◆ Written request: Copy everything in the board game review from "In turn two" down to "But I digress.", changing "markers" to "tokens".

[Start Document excerpt]

The intellectual part of my brain tells me I am going to love this game when I get a chance to play it again. It has all the classic trademarks of a game relying on influence and control. Unfortunately it is not intuitive and there is not an easy track into understanding the game. The net result is that the new player needs some very good advice for the first couple of turns and or needs to accept that they will not suceed in the first game. This seems like a reasonable assumption and attitude for a new player but there are those of us (yes we have a support group) who cannot let go on even a single game. So all I will say is that a new player should be 'managed' when teaching them the game or risk putting them off the game indefinitely.

If you knew me then you would immediately say, oh dear, he's going to sulk all afternoon which is largely what happened. We were into the third turn before I figured out what was happenign and how I could influence the main flow of the game. At that stage I was a long way behind and would have been further was it not for a generous friend allowing me to win a tiebreak. The net result was that I was a long way behind on board influence and effectively out of any governemnt calculations.

Then comes the gimic rules. Do they suit the game? Maybe. Do they provide game balance and intrigue? Maybe. I will have to trawl the boards to see what the consensus is but in general I don't like alternate winning criteria. This is because the way to win is no longer managing the major mechanism of the game. This will be a plus for some and certainly over the long term provides diversity but I don't like it in principle. Still it may be an essential element of this game.

I really liked the battle points and the main governement election mechanism. I like how you invest for the future and the advancing of leaders and generals and the ability to retain them into the next round is fantastic. I think this is a very clever game.

Now to the play. In the first two turns I adopted a strategy of spreading out and getting influence all over the place. I was collected and playing high counter cards but when it came to the election the influence I had in governement was not enough and I narrowly missed being the opposition as my support was rapidly ebbed away as another players diversity lost most if not all of the contests. Ofcourse it was in his interest to lose them. I was not to know.

In turn two I then ran out of my player markers. I was assured this didn't happen (presumably because no one would be as stupid as I was and spread out) yet I did and found all of a sudden that people were no longer spreading out but were now building higher stacks to gain key districts. I coudln't even go into the battle as I planned because of course I had no markers. As I mentioned earlier a kind friend allowed me to win a tie break for the opposition so there was some consolation. The opporutnity for player allainces and diplomacy aside formt eh different factions is stroing here and I think in a diplomatic setting this game would turn even further. But I digress.

[End Document excerpt]
[Start Record extracts]

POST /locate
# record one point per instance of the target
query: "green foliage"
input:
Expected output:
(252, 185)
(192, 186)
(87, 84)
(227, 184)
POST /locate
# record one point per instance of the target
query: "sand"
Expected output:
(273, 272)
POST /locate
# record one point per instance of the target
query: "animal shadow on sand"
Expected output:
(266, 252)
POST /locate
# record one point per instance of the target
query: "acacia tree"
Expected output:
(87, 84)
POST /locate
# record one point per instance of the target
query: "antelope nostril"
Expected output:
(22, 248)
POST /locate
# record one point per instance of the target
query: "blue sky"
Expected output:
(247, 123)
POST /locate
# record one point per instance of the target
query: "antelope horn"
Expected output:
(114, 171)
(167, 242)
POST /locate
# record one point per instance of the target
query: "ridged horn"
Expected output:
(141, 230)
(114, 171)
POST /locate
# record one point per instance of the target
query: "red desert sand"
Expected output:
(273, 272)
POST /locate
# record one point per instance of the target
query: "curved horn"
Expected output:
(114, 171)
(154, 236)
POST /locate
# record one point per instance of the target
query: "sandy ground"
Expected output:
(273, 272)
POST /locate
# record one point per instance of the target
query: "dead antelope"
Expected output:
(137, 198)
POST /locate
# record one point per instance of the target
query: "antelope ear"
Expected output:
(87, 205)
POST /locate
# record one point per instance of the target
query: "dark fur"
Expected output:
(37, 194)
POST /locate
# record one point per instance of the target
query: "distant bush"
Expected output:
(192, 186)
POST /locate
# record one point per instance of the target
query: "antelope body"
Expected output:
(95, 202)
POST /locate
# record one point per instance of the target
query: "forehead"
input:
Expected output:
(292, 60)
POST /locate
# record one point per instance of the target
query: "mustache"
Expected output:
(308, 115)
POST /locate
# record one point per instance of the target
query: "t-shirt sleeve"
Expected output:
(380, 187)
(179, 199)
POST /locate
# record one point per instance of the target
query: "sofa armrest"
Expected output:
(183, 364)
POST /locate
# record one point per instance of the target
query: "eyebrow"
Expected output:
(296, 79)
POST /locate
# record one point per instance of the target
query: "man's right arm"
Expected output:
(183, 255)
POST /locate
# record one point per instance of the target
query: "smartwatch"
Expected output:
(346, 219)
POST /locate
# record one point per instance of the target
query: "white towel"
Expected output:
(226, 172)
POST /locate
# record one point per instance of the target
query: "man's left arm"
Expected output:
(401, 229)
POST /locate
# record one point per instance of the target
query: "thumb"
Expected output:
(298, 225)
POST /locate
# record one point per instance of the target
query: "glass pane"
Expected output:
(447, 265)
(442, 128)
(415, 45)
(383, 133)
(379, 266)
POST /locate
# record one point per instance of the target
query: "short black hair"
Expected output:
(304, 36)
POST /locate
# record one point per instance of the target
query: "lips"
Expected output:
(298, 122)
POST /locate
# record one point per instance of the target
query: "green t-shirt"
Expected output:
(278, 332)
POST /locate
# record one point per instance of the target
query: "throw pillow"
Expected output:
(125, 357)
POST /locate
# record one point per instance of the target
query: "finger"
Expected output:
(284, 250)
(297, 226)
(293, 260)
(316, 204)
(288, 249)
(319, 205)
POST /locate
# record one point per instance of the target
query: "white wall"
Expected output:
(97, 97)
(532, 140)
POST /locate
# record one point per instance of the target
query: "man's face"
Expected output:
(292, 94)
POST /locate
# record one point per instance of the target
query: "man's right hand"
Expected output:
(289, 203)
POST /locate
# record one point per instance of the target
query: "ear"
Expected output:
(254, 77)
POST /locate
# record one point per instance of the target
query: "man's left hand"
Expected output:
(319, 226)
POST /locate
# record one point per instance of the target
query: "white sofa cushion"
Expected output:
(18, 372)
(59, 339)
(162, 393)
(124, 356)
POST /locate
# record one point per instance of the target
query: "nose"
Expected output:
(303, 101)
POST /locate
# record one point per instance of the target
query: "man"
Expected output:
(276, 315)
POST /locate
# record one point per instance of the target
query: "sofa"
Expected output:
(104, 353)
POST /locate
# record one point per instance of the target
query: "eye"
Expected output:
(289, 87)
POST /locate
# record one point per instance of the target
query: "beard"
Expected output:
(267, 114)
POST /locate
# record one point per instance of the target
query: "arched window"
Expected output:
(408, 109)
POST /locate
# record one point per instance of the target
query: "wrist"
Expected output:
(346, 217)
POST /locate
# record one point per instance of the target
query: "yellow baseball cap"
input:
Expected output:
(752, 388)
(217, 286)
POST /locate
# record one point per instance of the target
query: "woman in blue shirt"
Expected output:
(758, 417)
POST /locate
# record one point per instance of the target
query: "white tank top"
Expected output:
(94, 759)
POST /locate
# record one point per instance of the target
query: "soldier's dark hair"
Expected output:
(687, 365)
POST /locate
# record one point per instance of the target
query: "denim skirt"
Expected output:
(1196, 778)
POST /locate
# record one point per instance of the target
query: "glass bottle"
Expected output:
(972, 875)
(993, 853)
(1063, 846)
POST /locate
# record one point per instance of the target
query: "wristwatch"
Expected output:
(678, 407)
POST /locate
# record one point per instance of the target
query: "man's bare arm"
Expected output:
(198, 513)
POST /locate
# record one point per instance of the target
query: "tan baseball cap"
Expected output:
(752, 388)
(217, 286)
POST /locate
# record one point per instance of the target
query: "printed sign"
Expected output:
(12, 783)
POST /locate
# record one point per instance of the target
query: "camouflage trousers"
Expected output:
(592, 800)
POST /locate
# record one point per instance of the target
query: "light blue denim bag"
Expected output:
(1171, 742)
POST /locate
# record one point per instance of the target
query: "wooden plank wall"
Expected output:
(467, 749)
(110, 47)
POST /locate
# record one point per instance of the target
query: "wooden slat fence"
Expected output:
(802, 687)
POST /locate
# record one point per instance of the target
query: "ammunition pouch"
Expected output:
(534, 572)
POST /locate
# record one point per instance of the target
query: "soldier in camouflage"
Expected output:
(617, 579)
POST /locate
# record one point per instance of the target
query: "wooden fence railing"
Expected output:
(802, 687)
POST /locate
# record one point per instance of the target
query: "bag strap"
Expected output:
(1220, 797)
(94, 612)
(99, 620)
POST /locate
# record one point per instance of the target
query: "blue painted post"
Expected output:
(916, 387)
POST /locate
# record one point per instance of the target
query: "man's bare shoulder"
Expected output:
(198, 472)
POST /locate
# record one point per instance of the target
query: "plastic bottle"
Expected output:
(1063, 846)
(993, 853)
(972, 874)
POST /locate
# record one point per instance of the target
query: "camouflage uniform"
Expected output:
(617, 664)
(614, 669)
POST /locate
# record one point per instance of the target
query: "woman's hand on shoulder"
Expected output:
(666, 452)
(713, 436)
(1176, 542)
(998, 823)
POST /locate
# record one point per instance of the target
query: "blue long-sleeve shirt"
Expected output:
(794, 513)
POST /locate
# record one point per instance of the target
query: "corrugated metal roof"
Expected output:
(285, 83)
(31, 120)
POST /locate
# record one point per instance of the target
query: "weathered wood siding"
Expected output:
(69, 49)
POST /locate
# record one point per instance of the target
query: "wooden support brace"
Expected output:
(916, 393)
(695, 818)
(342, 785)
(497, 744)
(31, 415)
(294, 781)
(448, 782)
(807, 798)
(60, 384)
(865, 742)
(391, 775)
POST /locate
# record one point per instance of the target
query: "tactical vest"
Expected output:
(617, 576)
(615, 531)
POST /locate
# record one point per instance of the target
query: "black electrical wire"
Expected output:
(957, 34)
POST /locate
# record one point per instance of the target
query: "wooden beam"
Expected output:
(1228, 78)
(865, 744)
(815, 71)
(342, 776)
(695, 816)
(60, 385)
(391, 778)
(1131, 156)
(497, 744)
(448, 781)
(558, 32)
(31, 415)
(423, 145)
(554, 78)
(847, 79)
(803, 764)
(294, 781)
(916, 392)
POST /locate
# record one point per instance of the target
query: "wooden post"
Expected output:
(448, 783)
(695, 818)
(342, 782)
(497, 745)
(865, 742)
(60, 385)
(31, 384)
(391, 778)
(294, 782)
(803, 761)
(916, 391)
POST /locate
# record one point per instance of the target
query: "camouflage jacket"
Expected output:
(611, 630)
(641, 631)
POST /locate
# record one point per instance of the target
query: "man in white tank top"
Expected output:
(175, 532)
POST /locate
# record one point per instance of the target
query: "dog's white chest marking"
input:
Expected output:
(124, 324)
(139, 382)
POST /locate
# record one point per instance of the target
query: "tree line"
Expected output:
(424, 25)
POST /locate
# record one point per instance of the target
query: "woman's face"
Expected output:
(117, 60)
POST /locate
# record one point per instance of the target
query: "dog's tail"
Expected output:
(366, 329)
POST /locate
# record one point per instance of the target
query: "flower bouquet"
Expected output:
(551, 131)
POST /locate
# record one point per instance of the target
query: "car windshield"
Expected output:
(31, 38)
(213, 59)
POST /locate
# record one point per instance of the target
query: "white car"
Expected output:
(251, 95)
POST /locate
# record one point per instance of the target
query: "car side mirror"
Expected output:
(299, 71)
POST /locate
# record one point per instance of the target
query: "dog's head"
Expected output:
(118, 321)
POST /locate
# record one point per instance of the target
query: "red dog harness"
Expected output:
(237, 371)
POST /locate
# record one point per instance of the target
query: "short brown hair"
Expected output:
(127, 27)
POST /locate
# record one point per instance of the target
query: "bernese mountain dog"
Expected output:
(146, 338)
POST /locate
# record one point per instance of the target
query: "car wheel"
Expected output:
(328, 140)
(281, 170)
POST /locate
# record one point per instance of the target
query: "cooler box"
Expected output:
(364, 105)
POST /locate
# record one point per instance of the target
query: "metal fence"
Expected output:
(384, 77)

[End Record extracts]

◆ Output below:
In turn two I then ran out of my player tokens. I was assured this didn't happen (presumably because no one would be as stupid as I was and spread out) yet I did and found all of a sudden that people were no longer spreading out but were now building higher stacks to gain key districts. I coudln't even go into the battle as I planned because of course I had no tokens. As I mentioned earlier a kind friend allowed me to win a tie break for the opposition so there was some consolation. The opporutnity for player allainces and diplomacy aside formt eh different factions is stroing here and I think in a diplomatic setting this game would turn even further. But I digress.